Exercise aim:
Translate this sentence from the transcript on wrestling injuries into Spanish: "He always seems like such a nice guy who's mixed up with the wrong crowd."

*** Opening of Document passage ***

Why did she have a TV monitor in there so
she could know where she was jumping?
Would anybody have been disappointed
with that show if you'd have taken out E.O.
Skye with the garbage can and
Bronson Reed had come off the top rope and gone through the table instead of coming off top of the cage?
Would anybody have asked for a refund?
And remember, Tiffany Stratton did a swanton dive off the top of the cage at the same point you did the garbage can jump, E.O.
Sky.
Yes, and they had to do it at the same time, so it came off looking fake anyway while everybody was standing there while Can Girl got her fucking can in the right place.
You know, it's the one-upsmanship, where every time there's another one of these matches, someone has to do something to one-up whatever was in the previous one.
But no, but in that company, they're being allowed to.
They didn't just set that.
She didn't bring her own fucking can.
That was an approved can bump.
What I'm saying is, can we goddamn
say no to the talent if they're coming up with this?
And can we
exhibit a little bit more thought?
I've told a story when
in Milwaukee for Ring of Honor, Steen, Kevin Owens wanted fucking Mark Briscoe
to splash him through a table off the balcony.
And I was like,
the Briscoe's are booked in a goddamn pay-per-view in New York in a couple of weeks.
So are you, as a matter of fact, you fat bastard.
What do you want to do this in Milwaukee for us 672 people?
It just.
So now Bronson Reed
has broken bones in
his ankle and foot two months before the Royal Rumble and four months for WrestleMania.
So that ain't good for business.
And then,
final comments on this injury
plague that we've got.
Oh, oh, and Tongaloa.
I'm sorry, I forgot, forgot.
Torn bicep.
He's going to have surgery.
He's had to have surgery, but he could have torn the bicep anywhere.
They showed punk hitting him with the garbage or the garbage can,
the toolbox.
But
a torn bicep is often not a visual injury where it looks good.
I think that was more visual.
I don't know whether that's what did it.
I would doubt it.
What do you think?
What about the torn bicep?
Ouch.
Was Was he
well, I mean, did he take some screwy bump that I didn't fucking pay attention to?
I don't know.
It's Tongaloa.
Maybe he was walking.
We've seen this guy do some funny things.
I like him.
He always seems like such a nice guy who's mixed up with the wrong crowd.
Hopefully he gets better soon.
Hopefully all these guys do.
Yes.
Can you imagine you're in the back though?
It's like, oh, I think I broke my entire foot.
Oh, I tore my bicep.
Yeah, man, my toe.
Yeah, my toe.
Oh, God.
It's the pinky toe.
Hey, you know the one they asked you before when you brought up that a lot of guys have hurt their toes?
I never thought of this question before, but I know it used to happen to me playing basketball a lot.
Were there a lot of jammed fingers?
Oh, God.
Yeah.
Well, that's.
I've mentioned before when you shook hands with Lou Thes,
it was like you were putting your hand inside a catcher's mitt where every joint was a big giant ball bearing because he'd had every every joint of his fingers broken so many times.

*** Close of Document passage ***
*** Opening of Input data ***

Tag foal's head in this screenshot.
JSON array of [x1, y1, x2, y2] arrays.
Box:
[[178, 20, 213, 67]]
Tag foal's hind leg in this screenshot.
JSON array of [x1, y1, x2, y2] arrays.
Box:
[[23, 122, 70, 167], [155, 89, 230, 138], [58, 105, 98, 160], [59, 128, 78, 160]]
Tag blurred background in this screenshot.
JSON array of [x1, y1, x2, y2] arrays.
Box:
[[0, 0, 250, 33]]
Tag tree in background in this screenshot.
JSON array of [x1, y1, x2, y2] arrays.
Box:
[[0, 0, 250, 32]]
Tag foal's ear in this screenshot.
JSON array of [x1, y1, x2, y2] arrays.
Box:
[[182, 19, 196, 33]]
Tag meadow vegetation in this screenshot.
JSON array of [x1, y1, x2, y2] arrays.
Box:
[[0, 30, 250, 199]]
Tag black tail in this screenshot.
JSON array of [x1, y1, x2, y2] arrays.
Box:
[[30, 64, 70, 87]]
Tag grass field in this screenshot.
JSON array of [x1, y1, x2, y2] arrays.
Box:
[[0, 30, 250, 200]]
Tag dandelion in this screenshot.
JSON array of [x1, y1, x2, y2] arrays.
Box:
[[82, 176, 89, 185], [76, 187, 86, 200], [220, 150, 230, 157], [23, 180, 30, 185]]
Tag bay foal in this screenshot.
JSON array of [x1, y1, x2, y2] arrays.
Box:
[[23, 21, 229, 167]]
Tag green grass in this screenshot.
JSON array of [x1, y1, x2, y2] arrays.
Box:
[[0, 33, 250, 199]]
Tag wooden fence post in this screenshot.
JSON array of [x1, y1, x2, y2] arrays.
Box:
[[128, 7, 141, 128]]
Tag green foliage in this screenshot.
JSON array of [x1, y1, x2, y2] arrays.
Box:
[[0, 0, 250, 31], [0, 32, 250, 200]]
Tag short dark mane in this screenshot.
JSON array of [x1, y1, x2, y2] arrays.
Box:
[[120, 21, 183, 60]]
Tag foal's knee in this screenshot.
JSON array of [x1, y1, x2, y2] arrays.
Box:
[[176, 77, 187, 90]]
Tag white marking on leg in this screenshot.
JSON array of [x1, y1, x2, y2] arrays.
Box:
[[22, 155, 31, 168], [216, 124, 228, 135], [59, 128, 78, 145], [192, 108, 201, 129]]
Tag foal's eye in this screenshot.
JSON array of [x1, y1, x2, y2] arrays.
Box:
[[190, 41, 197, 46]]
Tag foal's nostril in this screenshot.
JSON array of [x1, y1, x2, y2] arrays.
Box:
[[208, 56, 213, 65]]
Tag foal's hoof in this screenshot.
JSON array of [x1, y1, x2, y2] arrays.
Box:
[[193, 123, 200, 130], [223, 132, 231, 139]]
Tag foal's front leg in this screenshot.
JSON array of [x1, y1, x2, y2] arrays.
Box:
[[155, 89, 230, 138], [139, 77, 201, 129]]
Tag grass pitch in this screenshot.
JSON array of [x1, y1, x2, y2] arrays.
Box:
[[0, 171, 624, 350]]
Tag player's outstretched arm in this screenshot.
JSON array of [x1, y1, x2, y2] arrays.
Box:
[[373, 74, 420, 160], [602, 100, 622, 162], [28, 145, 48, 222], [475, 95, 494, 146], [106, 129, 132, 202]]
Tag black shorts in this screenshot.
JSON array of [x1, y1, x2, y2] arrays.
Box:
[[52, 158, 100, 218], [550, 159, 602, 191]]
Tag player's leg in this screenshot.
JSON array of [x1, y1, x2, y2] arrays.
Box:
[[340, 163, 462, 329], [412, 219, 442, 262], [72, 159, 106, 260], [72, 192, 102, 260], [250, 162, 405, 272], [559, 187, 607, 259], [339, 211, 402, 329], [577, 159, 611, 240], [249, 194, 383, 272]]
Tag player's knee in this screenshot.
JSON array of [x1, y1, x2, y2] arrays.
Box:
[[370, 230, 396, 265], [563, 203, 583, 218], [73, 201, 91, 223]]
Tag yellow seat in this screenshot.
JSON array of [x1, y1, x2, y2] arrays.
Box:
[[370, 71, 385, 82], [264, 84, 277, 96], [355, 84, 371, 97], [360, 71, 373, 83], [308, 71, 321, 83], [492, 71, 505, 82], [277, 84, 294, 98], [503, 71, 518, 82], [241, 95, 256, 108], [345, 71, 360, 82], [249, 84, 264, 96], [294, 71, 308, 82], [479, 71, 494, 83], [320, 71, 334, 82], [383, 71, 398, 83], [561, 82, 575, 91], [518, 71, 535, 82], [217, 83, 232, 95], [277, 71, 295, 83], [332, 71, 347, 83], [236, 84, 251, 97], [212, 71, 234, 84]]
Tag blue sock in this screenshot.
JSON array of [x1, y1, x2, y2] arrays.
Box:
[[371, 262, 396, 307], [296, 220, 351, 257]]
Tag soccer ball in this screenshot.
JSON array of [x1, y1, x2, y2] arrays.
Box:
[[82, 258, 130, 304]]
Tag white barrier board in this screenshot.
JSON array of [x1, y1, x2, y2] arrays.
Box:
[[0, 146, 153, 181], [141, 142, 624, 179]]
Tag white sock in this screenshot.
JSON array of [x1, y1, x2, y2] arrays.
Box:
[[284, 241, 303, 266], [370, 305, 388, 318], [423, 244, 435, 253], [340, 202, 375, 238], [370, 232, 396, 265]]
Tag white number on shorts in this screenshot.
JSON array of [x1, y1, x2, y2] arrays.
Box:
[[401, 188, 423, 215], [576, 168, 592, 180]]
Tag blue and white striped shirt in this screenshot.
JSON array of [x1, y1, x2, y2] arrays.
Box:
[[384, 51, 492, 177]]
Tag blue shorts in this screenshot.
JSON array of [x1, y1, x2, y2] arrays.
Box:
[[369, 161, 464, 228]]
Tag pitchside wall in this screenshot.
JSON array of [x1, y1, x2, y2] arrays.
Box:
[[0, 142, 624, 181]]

*** Close of Input data ***
*** Opening of Input data ***

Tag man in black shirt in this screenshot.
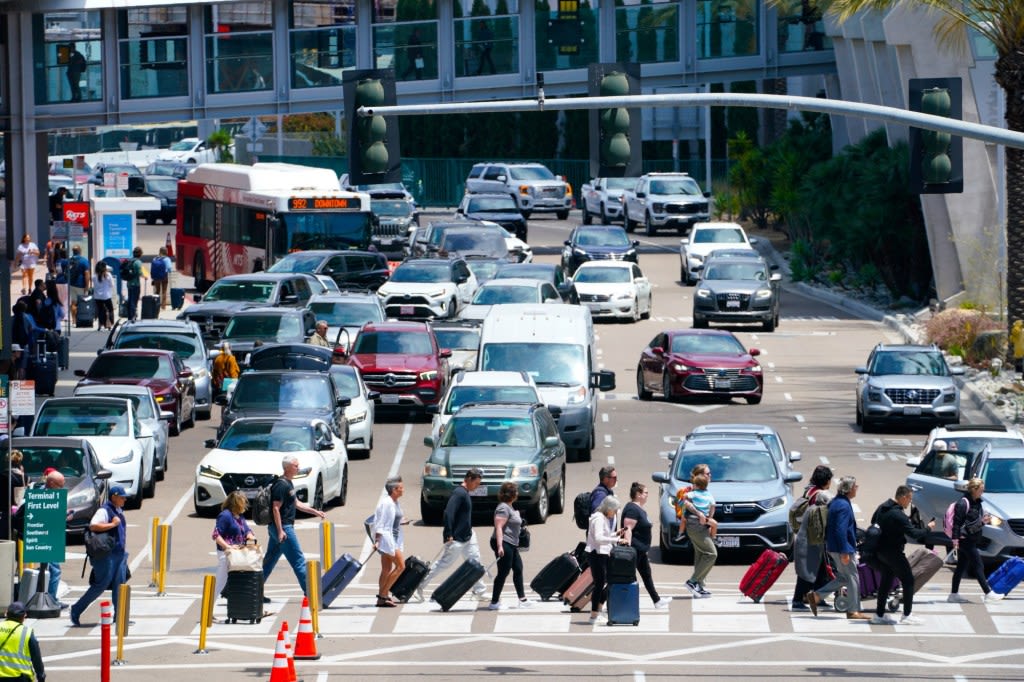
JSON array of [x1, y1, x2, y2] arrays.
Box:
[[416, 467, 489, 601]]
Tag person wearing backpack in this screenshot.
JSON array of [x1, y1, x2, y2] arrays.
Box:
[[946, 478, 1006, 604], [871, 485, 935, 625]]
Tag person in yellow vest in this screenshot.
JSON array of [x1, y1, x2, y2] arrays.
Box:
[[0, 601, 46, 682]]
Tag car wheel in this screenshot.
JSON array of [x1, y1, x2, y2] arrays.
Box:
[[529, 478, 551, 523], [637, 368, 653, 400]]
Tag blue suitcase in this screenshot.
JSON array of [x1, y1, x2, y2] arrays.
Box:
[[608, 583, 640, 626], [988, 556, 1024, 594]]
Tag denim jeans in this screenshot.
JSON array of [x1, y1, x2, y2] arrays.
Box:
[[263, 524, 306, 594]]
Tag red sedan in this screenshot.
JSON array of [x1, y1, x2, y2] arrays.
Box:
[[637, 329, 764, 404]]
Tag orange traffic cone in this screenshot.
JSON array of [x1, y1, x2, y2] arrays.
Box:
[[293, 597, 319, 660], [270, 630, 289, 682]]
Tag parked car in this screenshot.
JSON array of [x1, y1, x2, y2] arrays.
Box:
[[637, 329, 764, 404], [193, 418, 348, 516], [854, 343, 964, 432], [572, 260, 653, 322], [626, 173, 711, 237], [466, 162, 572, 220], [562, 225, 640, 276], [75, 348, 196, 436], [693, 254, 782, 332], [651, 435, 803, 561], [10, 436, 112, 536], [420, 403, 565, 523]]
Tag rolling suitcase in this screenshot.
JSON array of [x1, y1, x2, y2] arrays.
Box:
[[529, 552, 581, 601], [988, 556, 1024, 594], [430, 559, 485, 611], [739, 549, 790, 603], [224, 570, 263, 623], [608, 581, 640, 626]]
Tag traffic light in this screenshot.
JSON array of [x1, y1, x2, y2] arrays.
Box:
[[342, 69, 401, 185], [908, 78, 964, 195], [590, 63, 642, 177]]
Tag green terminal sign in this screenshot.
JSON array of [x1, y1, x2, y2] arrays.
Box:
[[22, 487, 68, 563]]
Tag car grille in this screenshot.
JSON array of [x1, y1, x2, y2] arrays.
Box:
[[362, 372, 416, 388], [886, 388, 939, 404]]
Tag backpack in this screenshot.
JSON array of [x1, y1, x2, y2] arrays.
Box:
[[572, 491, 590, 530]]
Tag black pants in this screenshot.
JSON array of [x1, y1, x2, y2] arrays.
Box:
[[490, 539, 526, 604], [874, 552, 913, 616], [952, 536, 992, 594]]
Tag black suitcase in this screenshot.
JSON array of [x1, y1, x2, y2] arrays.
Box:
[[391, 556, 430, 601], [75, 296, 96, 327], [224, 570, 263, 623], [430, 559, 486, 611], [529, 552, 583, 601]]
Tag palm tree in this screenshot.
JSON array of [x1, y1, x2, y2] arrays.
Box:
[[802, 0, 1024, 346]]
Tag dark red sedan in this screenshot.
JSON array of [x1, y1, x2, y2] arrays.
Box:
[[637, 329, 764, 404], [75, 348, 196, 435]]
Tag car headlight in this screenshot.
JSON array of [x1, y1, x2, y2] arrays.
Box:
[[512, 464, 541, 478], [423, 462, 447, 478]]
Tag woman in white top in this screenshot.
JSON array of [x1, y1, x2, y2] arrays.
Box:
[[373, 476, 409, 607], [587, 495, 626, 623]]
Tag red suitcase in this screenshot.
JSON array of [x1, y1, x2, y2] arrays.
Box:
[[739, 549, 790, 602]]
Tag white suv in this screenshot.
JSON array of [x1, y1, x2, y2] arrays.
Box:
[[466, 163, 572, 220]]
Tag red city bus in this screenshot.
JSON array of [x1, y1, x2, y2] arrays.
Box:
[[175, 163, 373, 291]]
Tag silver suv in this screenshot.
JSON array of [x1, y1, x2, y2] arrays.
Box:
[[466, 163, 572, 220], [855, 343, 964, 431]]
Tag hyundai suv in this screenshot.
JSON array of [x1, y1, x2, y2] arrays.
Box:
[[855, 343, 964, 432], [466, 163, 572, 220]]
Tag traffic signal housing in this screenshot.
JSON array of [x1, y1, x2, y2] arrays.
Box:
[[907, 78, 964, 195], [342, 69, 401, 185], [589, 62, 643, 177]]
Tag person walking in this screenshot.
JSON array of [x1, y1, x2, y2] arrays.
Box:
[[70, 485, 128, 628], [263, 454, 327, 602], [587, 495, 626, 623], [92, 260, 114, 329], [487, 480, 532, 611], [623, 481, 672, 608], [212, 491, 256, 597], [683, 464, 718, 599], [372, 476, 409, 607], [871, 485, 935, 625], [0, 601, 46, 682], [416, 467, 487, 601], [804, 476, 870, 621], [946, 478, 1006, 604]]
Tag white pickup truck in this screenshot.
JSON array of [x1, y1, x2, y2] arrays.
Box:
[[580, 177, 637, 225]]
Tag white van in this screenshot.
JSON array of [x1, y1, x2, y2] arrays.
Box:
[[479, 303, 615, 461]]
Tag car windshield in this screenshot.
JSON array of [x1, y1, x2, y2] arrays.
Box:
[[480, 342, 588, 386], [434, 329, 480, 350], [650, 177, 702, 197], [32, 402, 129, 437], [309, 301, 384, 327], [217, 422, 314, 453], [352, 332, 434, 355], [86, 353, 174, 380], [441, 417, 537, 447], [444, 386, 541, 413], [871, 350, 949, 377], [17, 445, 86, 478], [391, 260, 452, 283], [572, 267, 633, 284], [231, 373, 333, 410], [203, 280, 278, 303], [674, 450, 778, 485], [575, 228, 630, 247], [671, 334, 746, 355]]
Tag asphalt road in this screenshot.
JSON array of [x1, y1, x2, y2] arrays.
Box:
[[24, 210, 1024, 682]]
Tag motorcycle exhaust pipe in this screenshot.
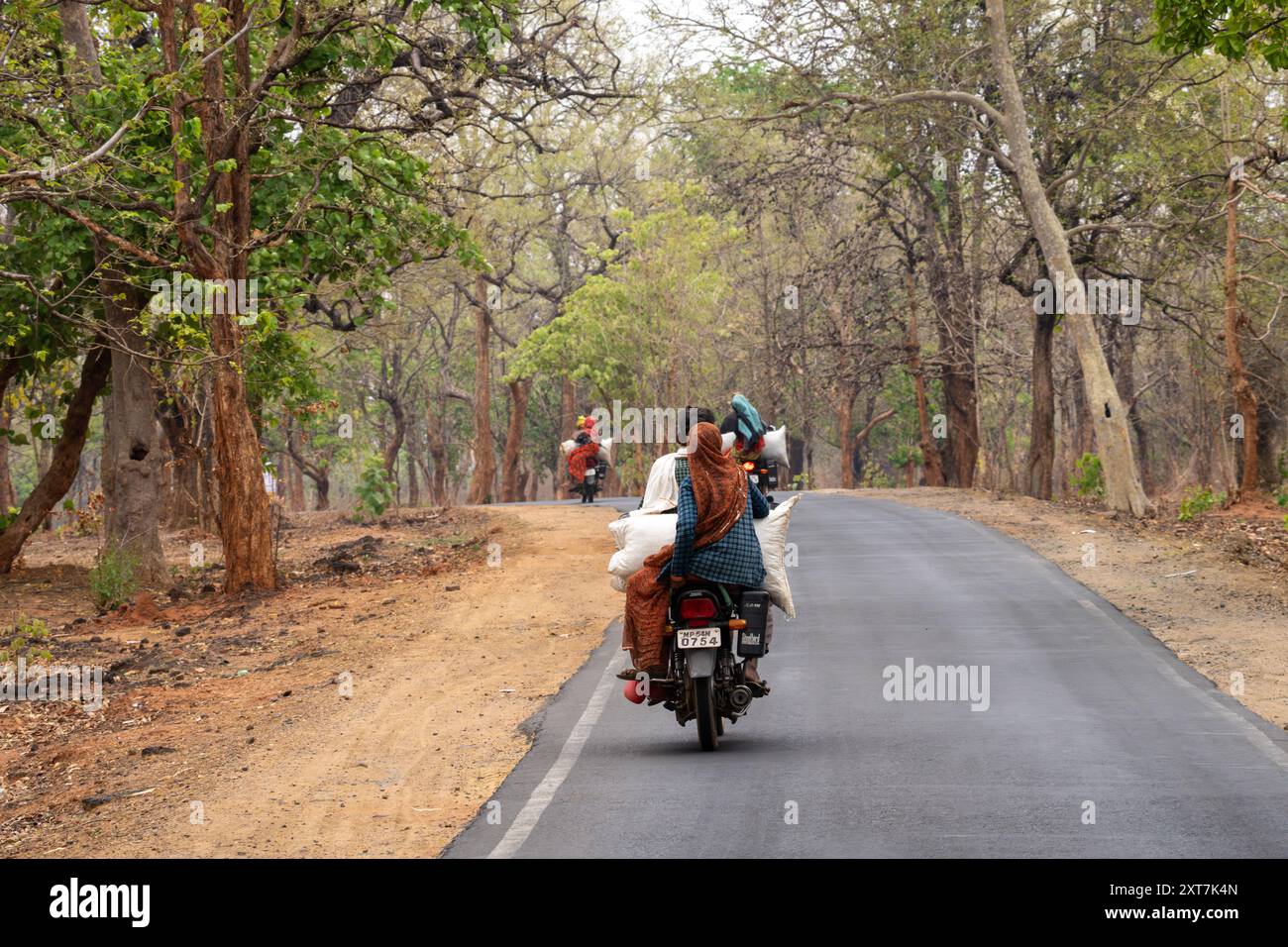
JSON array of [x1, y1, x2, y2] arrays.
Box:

*** Close of Input data ***
*** Opening of Input data ***

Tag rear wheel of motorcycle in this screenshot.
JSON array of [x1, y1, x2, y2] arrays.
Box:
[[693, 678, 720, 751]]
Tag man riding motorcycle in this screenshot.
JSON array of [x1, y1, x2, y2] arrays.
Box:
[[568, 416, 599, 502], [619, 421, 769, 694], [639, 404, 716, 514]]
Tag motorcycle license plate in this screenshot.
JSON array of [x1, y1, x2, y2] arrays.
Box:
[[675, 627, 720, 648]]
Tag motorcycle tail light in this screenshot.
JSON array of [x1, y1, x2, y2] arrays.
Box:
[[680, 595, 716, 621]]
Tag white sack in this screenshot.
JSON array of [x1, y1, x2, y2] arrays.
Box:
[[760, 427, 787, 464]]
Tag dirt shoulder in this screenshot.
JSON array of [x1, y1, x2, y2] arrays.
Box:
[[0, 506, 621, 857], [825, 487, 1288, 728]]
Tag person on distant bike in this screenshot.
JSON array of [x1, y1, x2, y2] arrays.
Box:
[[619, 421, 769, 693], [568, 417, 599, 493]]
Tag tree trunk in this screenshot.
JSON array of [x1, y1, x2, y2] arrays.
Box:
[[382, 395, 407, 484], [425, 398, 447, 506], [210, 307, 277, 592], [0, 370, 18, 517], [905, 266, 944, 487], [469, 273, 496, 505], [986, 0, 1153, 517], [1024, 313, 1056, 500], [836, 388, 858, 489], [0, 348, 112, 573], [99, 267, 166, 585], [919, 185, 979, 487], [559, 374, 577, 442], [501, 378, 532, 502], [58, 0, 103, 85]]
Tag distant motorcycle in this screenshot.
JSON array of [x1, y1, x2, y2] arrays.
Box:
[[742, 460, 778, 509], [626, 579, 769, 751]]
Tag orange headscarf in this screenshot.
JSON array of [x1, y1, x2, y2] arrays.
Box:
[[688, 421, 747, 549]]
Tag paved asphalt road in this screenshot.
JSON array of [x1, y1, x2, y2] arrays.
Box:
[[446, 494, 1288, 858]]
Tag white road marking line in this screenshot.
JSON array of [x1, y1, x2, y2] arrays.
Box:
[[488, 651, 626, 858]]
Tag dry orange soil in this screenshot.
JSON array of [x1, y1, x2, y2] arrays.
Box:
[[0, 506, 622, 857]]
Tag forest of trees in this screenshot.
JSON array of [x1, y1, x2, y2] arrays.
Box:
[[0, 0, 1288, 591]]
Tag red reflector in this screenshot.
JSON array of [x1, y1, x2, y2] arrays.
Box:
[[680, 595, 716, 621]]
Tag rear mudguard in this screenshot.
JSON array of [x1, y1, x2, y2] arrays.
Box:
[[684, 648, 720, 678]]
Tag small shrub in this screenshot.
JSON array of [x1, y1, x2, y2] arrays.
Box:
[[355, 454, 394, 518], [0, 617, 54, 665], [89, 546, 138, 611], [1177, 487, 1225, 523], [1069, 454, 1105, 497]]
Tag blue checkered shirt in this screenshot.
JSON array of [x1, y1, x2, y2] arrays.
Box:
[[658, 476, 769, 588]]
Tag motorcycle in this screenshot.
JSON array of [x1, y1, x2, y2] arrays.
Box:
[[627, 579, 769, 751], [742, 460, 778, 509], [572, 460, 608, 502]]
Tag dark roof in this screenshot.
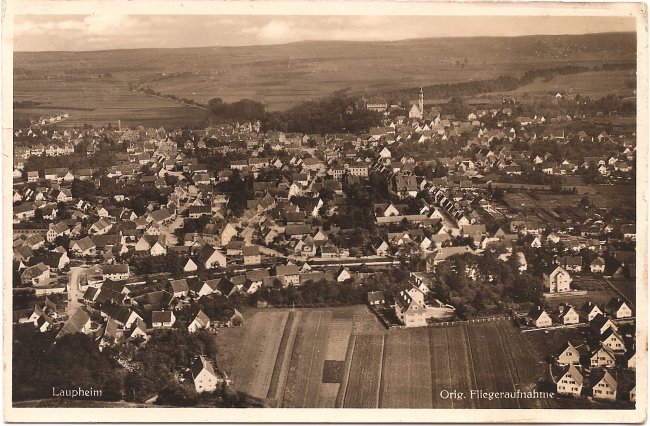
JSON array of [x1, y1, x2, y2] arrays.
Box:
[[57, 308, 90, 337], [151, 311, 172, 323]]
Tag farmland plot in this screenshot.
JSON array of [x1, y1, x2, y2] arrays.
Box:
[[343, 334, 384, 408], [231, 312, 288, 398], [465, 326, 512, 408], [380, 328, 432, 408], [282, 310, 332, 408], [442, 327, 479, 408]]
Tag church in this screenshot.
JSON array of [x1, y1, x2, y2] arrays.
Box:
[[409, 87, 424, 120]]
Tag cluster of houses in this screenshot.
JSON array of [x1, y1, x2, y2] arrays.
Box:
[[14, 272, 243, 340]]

*** Close of Input data ***

Exercise output:
Siempre parece un tipo tan amable que anda metido con la gente equivocada.